[Stored items from a collection]
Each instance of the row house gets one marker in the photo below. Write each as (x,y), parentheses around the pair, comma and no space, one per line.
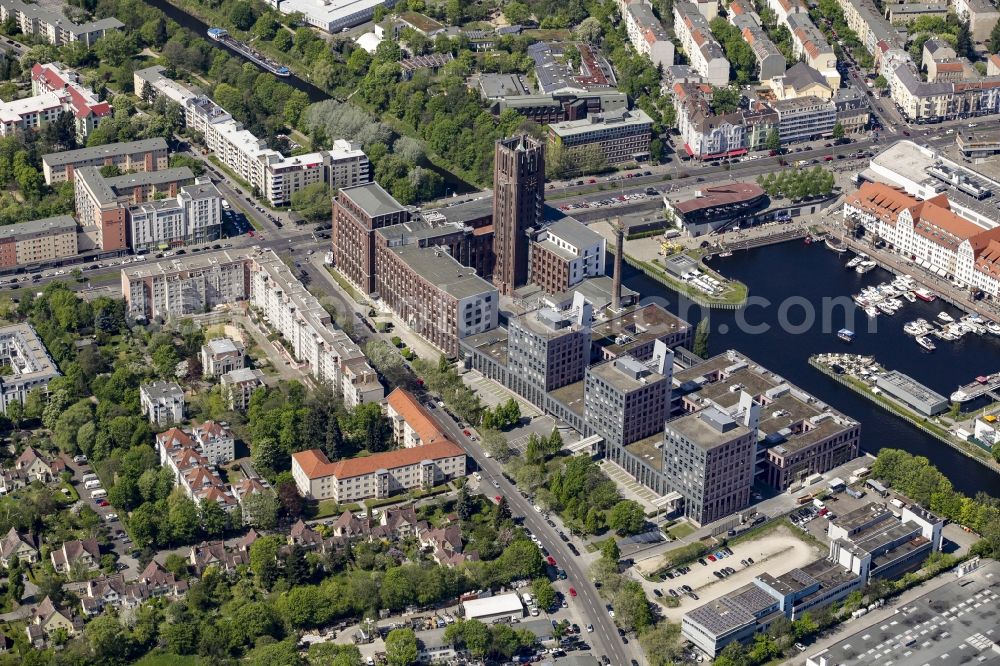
(770,60)
(647,34)
(703,51)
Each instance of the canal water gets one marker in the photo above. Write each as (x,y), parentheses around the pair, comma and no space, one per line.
(788,280)
(453,183)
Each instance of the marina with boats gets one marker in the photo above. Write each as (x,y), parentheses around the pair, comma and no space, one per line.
(906,398)
(253,55)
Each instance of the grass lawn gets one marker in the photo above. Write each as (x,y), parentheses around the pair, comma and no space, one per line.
(681,530)
(347,286)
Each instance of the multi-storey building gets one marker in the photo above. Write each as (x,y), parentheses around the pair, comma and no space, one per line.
(435,295)
(194,216)
(872,542)
(357,212)
(276,177)
(379,475)
(222,355)
(620,137)
(708,459)
(291,311)
(162,402)
(412,423)
(37,241)
(982,16)
(238,387)
(809,44)
(930,233)
(53,79)
(770,61)
(180,287)
(702,49)
(31,367)
(142,155)
(548,349)
(647,34)
(518,195)
(798,434)
(53,26)
(805,118)
(707,135)
(565,253)
(626,400)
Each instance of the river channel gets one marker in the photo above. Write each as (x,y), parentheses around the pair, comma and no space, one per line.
(810,274)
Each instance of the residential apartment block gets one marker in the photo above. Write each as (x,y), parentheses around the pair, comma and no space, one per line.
(379,475)
(141,155)
(357,212)
(53,26)
(222,355)
(183,286)
(620,137)
(30,365)
(238,387)
(37,241)
(647,34)
(275,176)
(565,253)
(412,423)
(193,216)
(162,402)
(702,49)
(436,296)
(290,310)
(54,91)
(770,61)
(55,79)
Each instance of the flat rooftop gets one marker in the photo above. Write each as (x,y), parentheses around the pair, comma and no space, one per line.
(439,268)
(696,428)
(372,199)
(107,150)
(649,451)
(953,624)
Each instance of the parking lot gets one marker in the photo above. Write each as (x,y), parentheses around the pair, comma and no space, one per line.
(957,623)
(777,550)
(96,499)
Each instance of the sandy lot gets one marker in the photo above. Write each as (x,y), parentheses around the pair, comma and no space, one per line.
(775,552)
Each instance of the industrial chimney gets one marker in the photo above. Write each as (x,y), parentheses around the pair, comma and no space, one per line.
(616,285)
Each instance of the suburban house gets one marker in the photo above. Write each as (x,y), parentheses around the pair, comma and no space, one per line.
(15,545)
(76,553)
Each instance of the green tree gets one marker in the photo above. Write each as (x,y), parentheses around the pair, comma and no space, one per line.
(610,551)
(544,593)
(627,517)
(242,15)
(401,647)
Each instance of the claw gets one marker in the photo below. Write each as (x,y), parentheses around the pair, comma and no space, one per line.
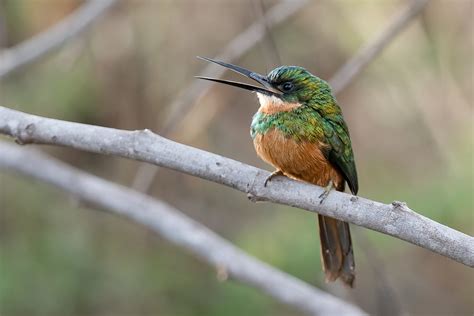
(326,191)
(272,175)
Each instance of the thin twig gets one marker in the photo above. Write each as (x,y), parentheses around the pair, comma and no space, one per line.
(395,219)
(14,58)
(198,88)
(176,227)
(368,53)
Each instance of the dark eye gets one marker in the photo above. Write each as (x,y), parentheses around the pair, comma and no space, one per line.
(287,86)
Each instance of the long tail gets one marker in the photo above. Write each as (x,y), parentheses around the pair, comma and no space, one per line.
(336,250)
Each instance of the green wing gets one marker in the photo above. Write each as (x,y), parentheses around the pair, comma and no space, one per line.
(340,152)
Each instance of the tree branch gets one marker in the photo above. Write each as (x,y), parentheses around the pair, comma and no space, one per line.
(365,55)
(28,51)
(178,229)
(394,219)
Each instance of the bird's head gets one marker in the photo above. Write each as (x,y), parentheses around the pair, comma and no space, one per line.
(286,85)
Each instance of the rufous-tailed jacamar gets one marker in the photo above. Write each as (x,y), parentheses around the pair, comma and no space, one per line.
(299,129)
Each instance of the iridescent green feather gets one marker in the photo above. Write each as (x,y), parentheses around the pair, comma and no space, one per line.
(318,119)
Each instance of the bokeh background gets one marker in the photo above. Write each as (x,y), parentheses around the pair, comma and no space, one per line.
(409,113)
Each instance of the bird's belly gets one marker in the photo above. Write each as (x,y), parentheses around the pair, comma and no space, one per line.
(299,160)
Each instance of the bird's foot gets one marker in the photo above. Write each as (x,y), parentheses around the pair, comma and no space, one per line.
(275,173)
(326,191)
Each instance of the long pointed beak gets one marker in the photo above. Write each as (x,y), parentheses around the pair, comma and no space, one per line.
(266,89)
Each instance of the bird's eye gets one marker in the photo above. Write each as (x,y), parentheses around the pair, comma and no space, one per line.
(287,86)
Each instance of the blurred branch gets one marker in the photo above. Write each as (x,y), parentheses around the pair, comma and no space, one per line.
(252,35)
(193,93)
(394,219)
(14,58)
(368,53)
(176,227)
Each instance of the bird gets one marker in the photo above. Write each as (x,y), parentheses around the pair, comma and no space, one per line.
(299,129)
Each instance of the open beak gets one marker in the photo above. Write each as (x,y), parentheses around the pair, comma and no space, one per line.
(266,88)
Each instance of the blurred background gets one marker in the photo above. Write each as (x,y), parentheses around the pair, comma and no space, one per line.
(409,113)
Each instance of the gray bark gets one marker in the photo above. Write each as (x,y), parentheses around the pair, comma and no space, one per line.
(395,219)
(176,227)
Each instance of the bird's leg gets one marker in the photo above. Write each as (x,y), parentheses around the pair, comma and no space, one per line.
(326,191)
(272,175)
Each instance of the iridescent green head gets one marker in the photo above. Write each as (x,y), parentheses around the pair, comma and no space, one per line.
(291,84)
(296,83)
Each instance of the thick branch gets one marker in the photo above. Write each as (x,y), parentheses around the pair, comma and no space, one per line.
(394,219)
(177,228)
(193,93)
(28,51)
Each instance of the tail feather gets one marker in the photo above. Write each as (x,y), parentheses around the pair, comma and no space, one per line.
(336,250)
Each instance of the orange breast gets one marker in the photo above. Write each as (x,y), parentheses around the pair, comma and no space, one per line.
(299,160)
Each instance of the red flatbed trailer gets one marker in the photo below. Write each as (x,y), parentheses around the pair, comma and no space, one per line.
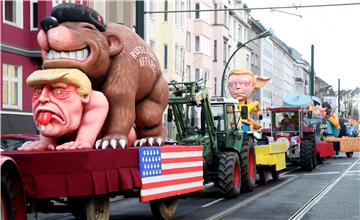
(87,177)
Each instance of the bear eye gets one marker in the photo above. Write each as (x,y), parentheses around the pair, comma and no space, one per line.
(56,90)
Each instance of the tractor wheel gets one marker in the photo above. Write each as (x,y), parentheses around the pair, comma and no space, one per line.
(349,154)
(248,167)
(262,174)
(229,174)
(7,197)
(274,173)
(164,209)
(94,208)
(319,159)
(306,155)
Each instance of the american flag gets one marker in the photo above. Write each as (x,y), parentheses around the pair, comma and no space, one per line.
(169,171)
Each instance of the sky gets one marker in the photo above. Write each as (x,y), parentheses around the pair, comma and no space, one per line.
(334,32)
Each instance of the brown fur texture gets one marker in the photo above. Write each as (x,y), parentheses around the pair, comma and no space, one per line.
(122,66)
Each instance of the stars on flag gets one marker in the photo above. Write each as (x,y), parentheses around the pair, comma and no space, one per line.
(150,161)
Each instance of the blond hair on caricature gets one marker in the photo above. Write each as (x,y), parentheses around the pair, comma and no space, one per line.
(74,77)
(258,81)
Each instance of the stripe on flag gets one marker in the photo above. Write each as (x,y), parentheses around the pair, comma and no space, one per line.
(170,171)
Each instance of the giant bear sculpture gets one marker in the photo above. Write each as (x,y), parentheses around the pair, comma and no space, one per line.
(118,62)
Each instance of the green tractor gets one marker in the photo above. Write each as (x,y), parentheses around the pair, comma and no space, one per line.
(214,123)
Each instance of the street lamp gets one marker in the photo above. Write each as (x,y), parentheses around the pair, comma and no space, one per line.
(240,45)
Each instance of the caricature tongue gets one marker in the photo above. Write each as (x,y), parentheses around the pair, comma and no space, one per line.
(44,118)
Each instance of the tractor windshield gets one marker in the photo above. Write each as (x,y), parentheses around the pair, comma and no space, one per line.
(218,114)
(285,121)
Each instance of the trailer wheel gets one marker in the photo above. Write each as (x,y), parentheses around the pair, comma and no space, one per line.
(229,174)
(7,197)
(248,166)
(164,209)
(93,208)
(98,208)
(319,159)
(306,155)
(262,174)
(349,154)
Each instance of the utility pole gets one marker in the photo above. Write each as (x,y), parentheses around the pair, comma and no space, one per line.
(312,73)
(339,97)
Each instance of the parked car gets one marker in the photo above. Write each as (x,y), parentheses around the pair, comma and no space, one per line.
(13,141)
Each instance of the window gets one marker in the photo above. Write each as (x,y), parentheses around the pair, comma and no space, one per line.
(189,8)
(152,8)
(226,20)
(152,45)
(205,16)
(202,73)
(203,45)
(13,11)
(188,41)
(215,50)
(12,87)
(234,30)
(247,62)
(165,9)
(197,74)
(197,43)
(197,13)
(225,51)
(33,15)
(177,58)
(240,38)
(182,18)
(188,71)
(215,14)
(215,85)
(165,56)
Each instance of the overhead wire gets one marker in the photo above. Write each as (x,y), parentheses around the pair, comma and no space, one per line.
(256,8)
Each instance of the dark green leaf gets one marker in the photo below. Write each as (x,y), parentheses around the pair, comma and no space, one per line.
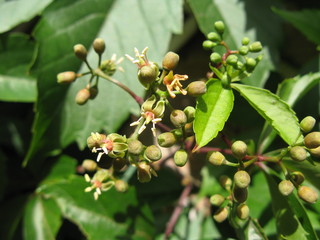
(212,111)
(42,219)
(275,111)
(113,216)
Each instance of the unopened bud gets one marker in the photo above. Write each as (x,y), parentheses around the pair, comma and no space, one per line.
(167,139)
(153,153)
(242,179)
(216,158)
(170,61)
(180,157)
(66,77)
(307,124)
(285,187)
(82,96)
(178,118)
(312,140)
(196,88)
(80,51)
(243,211)
(99,45)
(298,153)
(307,194)
(239,149)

Request >> Exactly those lines that run from the line holding "Each instance of the parked" to the end of the listing above, both included, are to be reproduced, with pictures left out.

The solution >>
Each instance of the parked car gets one marker in the photo above. Write each as (x,y), parentheses around the pair, comma and no space, one per line.
(13,141)
Each instance of the window gets one marker in the photo above. Write each as (x,y), parentheses around the pair, comma and no space, one per line.
(189,8)
(152,8)
(226,20)
(152,45)
(205,16)
(202,73)
(203,45)
(13,11)
(188,41)
(215,50)
(12,87)
(234,30)
(247,62)
(165,9)
(197,74)
(197,43)
(197,13)
(225,51)
(33,15)
(177,58)
(240,38)
(182,18)
(188,71)
(215,14)
(215,85)
(165,56)
Each instance of the overhead wire gets one marker in the photo above. Write each as (x,y), parentheses around the pair, comma and no space, one per line.
(256,8)
Each instance of the dark green leaf gets one marker in the photo below. Write each as (x,y), parentheses around the pair, comma and no space, one per line.
(212,111)
(42,219)
(275,111)
(113,216)
Each instance of the unopened bud gets one marker in the photo above. Write each as (x,y), parentheses around the pair, comma and no space, one per line.
(167,139)
(153,153)
(242,179)
(216,158)
(170,61)
(180,157)
(66,77)
(307,124)
(285,187)
(82,96)
(178,118)
(312,140)
(196,88)
(80,51)
(243,211)
(99,45)
(298,153)
(307,194)
(239,149)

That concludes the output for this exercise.